→ **WRITTEN TASKS**
1: In the commentary on the wind industry, what is named as the legacy of the burst property bubble?
2: Continue the commentary on the wind industry, picking up right after its final sentence.

-- begin EXTRACT --

The wind industry is here to make money. As we are in a capitalist economy, that is its prerogative. I just wish it would be honest about its true motive instead of portraying itself as an eco-warrior, which wind farmers most definitely are not.
The problem with the profit motive is that once it disappears, big business disappears as well.
And why is that a problem, you ask? We can’t wait to see the backs of those fe….rs!
The problem is that they will leave their turbines behind. Gigantic, towering, rusting monuments to man’s greed, situated in some of our most precious locations and landscapes. “A Nama for wind turbines”, as predicted by Colm McCarthy.
The legacy of the burst property bubble is the ghost estate. And now we can look forward to ghost wind farms, the legacy of the wind bubble.

-- end EXTRACT --
-- begin ENTRIES --

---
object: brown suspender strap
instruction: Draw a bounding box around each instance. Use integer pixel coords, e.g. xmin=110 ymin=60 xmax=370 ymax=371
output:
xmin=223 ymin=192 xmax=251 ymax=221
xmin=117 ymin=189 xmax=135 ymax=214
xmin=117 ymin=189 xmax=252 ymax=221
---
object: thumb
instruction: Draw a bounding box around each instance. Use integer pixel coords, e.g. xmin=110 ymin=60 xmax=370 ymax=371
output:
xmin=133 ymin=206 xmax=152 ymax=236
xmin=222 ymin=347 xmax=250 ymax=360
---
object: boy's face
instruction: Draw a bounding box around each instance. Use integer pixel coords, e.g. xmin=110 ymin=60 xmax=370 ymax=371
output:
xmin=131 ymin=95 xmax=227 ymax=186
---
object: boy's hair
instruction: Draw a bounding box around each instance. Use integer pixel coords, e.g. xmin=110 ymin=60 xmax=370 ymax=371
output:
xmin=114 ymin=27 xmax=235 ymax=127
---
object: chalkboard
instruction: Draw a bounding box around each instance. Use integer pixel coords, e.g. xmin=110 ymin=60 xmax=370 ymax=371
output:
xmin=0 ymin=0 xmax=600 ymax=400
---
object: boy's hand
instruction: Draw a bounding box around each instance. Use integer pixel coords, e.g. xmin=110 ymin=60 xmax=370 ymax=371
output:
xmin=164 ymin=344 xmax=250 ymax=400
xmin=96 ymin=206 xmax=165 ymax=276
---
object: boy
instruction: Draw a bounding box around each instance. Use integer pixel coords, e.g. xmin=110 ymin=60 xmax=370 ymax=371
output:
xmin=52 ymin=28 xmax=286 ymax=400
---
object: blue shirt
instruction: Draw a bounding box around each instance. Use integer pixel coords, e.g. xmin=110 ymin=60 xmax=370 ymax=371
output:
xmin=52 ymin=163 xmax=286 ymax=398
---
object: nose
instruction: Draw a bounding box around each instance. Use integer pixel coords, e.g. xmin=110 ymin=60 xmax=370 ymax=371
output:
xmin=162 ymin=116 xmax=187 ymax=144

-- end ENTRIES --
-- begin ENTRIES --

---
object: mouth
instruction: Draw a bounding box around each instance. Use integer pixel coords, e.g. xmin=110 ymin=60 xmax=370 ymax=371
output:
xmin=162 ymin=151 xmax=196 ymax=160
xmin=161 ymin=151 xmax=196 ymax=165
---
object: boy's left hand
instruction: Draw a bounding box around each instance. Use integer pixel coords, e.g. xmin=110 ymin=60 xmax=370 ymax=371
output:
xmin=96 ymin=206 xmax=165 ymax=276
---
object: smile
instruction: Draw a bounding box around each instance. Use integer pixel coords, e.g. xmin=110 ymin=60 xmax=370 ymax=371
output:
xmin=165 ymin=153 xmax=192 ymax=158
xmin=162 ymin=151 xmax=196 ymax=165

-- end ENTRIES --

→ **EXPECTED RESULTS**
1: The ghost estate.

2:
At the moment the wind industry is clearly hugely profitable, as evidenced by the avalanche of applications for wind farms, and the current flood of new wind farms, seemingly on a weekly basis. This flood is not because the wind industry sees an urgent need to save this country’s energy supply, as it does not need saving. It is perfectly adequate for our foreseeable needs. The flood is more along the lines of a gold rush: get in as quickly as you can, plunder the lode for as much as you can, and then get out when the lode is exhausted.
The extent of the greed of the wind industry was recently illustrated in a template letter composed by the IWEA, advocating a lobbying campaign against Minister Simon Harris in respect of the Valuation Amendment No.2 Bill (2012), which seeks to make the rate valuation system more transparent and fair, based on asset value. The IWEA want the Minister to remove any reference to “wind generators, turbines and generators, together with ancillary plant and electrical equipment, including transformers,” as these expensive assets make up the bulk of a wind farm’s assets and accordingly attract the commensurate rates.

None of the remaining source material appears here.